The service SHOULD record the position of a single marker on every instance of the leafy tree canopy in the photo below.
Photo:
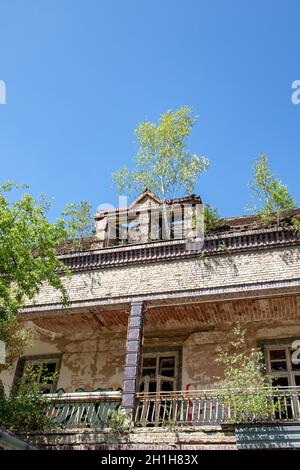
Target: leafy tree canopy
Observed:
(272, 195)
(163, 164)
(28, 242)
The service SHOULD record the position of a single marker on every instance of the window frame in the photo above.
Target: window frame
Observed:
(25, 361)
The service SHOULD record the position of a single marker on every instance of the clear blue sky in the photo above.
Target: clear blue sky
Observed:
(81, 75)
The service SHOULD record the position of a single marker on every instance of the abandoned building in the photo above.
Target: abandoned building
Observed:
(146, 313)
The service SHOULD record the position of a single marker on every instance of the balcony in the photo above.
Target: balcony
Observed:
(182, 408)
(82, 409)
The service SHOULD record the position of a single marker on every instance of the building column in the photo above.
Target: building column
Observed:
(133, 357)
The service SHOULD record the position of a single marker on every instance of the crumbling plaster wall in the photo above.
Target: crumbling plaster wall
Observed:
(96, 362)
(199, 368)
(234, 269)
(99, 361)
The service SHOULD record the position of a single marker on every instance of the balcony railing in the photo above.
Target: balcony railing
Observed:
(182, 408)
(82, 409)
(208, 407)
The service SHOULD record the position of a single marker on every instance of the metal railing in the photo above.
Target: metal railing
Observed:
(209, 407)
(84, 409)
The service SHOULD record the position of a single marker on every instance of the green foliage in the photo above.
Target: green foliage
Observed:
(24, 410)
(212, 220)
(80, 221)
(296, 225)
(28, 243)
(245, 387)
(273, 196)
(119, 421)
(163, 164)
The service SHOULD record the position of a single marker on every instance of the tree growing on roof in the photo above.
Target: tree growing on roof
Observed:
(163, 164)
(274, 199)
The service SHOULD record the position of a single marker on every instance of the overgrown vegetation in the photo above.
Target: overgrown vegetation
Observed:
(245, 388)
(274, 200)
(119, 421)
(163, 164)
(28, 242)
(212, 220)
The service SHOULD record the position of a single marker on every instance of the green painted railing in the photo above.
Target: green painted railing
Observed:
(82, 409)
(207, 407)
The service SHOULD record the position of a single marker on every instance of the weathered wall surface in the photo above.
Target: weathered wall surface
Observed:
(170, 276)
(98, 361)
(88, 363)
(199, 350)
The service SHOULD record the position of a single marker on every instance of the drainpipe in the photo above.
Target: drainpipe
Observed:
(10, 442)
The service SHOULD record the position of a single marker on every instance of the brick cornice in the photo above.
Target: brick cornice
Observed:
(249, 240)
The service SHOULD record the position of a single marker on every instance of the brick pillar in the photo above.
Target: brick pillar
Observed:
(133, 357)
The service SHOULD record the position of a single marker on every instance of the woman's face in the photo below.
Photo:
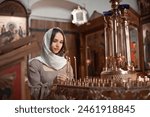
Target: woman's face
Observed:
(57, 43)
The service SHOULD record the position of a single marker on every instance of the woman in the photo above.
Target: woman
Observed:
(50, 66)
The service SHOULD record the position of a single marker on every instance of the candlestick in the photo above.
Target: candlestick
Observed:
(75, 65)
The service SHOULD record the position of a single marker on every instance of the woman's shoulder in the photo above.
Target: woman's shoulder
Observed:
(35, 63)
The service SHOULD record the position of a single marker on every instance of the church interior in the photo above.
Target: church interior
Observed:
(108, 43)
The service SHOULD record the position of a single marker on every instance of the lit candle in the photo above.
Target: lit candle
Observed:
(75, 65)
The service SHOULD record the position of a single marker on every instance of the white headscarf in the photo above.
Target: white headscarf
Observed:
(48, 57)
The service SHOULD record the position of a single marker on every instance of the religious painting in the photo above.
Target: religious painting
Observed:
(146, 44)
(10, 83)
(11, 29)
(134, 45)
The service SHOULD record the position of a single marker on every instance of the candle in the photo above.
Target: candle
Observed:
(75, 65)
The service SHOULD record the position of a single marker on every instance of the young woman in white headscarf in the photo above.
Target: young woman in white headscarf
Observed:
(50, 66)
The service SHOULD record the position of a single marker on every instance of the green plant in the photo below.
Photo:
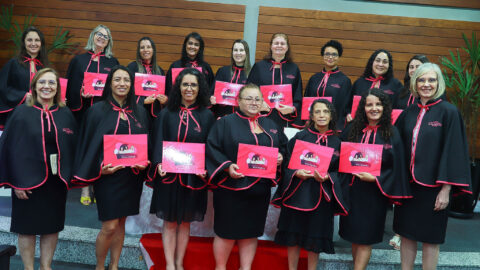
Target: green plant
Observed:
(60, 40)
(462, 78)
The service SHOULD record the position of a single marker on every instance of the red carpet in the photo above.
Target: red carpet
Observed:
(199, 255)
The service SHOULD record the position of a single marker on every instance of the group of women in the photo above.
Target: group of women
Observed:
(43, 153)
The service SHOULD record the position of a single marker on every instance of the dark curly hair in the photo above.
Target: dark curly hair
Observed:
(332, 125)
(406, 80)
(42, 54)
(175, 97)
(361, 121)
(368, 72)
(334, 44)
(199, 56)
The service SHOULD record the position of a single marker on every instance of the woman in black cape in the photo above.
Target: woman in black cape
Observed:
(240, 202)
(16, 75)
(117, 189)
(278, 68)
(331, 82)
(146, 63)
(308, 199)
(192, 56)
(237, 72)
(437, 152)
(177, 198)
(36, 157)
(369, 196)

=-=-=-=-=

■ **Task statement**:
The lines to reproduce run from the line containing "hair in the photo above." to the end of the listing; write them out exactly and add nothing.

■ **Output of the exercise**:
The service SHOULD record the position of a single marker on every instance of the dark curly hair in the photo above.
Target: dark curly hair
Observed:
(332, 125)
(406, 80)
(42, 54)
(175, 97)
(361, 121)
(368, 72)
(334, 44)
(199, 56)
The service SHOULD record the position of a single marker on every instance of the woman in black cape in the photo above.
Target: woman in black cape
Observed:
(240, 202)
(16, 75)
(117, 189)
(278, 68)
(331, 82)
(146, 63)
(308, 199)
(192, 56)
(237, 72)
(437, 152)
(177, 198)
(36, 157)
(369, 196)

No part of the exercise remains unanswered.